*Texte fourni*.

++++++++++

Entretien avec Jean-Luc de la Ruffie, directeur commercial de Suzuki France : “Nos concessionnaires connaissent leurs clients, écoutons-les !”

Publié le 9 janvier 2004

Par Alexandre Guillet
8 min de lecture
Homme de terrain et de convictions, Jean-Luc de la Ruffie a repris en main, en décembre 2002, deux ans après l'avoir quittée, la direction commerciale de la marque Suzuki en France. Depuis, les ventes remontent sur un marché en net repli. Retour réussi. Le...
Homme de terrain et de convictions, Jean-Luc de la Ruffie a repris en main, en décembre 2002, deux ans après l'avoir quittée, la direction commerciale de la marque Suzuki en France. Depuis, les ventes remontent sur un marché en net repli. Retour réussi. Le...

...Journal de l'Automobile : Vous avez quitté la direction commerciale de Suzuki en 2000, puis vous y êtes revenu en 2002. Pourquoi ?
Jean-Luc de la Ruffie : J'ai quitté Suzuki France à la fin de l'année 1999, quand tous les chiffres étaient au beau fixe. Nous venions de faire les volumes les plus importants de la marque en France avec 16 585 ventes. Je suis parti parce que j'étais en désaccord avec le président de Suzuki France qui venait de prendre ses fonctions. Comme je ne sais pas faire le dos rond, j'ai préféré quitter la société. Quand cela se passe mal dans une équipe dirigeante, le réseau en subit les conséquences. Il valait mieux que je parte.


J.A. : Pourquoi êtes-vous revenu ?

++++++++++

*Tâche*. Poursuivez, s'il vous plaît, l'entretien avec Jean-Luc de la Ruffie sur Suzuki France, à partir de la dernière question posée. La liste ci-dessous provient d'une source différente.

*Données fournies*.
++++++++++

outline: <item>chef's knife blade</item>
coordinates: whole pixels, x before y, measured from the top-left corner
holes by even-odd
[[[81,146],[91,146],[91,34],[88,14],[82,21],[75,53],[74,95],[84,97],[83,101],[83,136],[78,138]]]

++++++++++

*Corrigé*.
J.-L. de la R. : Mon retour est dû à celui de M. Higashakubo qui a été missionné à nouveau en France en octobre 2002 pour inverser la courbe des ventes qui baissait fortement puisque l'année 2002 s'est finie avec 12 309 ventes. Quelques jours après son arrivée en France, il m'a demandé si je voulais revenir chez Suzuki avec l'appui des Japonais. J'étais en Bretagne, "sur mon rocher", si l'on peut dire, et j'avais décidé d'arrêter totalement l'automobile. Je lui ai répondu : "Oui, avec vous." Si cela n'avait pas été lui, je ne serais pas revenu.


J.A. : Entre-temps, vous aviez travaillé chez un concessionnaire, le groupe Ayache Darmon, qui distribue les marques Suzuki, Toyota, Honda, Mazda et Hyundai. Cela ne s'était pas très bien passé ?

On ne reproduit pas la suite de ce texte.